What the task requires: Please find each line in the records below that contains the string "building" and copy those lines, treating uppercase and lowercase as different.

Material:
▬▬▬▬▬▬

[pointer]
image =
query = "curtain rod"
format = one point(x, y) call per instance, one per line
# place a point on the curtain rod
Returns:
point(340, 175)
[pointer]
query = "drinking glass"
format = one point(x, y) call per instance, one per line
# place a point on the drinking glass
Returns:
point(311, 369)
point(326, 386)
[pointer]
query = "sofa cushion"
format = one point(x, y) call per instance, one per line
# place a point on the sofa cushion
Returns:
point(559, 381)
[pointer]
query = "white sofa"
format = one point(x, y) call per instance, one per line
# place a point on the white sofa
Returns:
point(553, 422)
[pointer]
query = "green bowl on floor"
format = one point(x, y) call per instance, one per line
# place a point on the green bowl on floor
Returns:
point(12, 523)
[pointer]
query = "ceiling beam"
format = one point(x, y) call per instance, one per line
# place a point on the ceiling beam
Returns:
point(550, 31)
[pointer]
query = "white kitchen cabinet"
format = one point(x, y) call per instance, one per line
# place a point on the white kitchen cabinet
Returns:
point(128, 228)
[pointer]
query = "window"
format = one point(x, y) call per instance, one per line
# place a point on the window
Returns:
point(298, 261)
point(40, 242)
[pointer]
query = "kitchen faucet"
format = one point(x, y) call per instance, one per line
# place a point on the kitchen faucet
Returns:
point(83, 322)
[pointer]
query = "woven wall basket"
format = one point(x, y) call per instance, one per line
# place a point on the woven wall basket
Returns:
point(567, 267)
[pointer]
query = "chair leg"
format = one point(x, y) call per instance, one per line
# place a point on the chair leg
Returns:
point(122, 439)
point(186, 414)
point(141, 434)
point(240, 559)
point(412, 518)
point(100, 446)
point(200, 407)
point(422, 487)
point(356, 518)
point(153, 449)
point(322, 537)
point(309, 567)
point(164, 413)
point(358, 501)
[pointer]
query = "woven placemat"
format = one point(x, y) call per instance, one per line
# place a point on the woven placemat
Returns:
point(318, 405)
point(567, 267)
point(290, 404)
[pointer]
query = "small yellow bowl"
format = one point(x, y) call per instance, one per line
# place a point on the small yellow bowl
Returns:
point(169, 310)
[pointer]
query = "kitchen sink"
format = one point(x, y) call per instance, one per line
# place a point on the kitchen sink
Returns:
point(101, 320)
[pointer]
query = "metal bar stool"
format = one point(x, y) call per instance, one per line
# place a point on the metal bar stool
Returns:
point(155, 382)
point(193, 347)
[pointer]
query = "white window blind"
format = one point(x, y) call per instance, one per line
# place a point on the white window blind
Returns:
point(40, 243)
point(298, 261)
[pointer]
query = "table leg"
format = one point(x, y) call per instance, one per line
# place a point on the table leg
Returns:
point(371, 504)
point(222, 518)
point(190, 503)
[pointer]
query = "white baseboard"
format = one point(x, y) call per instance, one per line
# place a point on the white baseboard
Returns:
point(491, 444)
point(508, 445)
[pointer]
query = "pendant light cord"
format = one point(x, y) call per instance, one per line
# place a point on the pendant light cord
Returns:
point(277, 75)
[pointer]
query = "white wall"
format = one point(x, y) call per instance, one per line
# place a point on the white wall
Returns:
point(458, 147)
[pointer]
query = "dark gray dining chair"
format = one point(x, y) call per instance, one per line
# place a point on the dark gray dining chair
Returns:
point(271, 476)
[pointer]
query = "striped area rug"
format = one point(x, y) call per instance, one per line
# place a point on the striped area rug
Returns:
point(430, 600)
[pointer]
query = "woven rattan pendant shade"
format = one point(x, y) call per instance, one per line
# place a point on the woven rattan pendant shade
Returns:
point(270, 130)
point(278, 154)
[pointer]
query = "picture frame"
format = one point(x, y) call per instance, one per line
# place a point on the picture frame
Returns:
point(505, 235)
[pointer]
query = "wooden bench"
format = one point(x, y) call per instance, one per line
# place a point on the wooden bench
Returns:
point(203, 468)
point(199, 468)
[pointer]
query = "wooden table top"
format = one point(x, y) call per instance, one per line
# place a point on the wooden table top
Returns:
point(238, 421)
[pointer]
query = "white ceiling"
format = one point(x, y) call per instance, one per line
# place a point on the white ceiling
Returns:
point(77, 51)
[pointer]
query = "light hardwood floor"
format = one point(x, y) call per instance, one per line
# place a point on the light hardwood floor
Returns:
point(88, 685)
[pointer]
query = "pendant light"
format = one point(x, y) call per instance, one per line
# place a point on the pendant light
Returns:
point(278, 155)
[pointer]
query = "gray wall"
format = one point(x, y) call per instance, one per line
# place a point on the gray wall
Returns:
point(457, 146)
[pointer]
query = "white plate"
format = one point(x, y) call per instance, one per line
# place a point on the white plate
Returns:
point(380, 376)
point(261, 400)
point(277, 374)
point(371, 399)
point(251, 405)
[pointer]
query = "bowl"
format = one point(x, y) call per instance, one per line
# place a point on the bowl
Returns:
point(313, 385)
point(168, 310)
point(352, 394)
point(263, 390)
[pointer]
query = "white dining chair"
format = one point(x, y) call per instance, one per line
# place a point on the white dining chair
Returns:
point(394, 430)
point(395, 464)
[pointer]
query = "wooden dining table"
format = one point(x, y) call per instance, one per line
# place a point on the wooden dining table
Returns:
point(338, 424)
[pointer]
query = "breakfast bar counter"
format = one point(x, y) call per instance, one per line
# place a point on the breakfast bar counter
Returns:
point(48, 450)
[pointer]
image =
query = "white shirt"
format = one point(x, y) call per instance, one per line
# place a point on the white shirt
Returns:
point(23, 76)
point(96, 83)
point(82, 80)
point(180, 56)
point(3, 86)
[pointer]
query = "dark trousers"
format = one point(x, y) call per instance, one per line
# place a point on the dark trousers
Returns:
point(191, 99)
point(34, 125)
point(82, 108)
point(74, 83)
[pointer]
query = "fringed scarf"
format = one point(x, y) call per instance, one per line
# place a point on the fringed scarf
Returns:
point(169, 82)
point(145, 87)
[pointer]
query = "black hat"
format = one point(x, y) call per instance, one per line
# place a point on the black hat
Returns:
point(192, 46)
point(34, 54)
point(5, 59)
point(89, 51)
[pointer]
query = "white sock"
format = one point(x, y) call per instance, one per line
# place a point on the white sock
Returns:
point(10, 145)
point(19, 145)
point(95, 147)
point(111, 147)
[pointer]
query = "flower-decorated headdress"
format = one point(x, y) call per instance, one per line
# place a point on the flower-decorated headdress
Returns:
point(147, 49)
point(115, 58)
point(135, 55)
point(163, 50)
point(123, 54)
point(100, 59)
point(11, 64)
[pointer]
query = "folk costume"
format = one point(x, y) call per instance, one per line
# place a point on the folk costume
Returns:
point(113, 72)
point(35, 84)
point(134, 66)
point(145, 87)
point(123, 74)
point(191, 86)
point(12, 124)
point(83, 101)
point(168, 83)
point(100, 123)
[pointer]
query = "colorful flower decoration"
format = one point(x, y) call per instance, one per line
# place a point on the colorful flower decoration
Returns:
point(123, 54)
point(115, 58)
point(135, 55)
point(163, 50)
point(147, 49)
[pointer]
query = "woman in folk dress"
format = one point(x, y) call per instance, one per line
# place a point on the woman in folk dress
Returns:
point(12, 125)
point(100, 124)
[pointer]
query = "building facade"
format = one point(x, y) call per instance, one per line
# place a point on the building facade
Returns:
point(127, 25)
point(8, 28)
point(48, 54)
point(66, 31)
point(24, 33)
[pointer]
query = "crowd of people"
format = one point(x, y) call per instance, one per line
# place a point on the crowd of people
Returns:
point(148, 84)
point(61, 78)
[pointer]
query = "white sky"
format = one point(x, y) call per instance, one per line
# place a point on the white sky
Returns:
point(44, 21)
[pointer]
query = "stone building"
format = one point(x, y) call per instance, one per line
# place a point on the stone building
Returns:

▬▬▬▬▬▬

Final result:
query = "building facade"
# place a point on the building facade
query = "stone building"
# place a point on the stone building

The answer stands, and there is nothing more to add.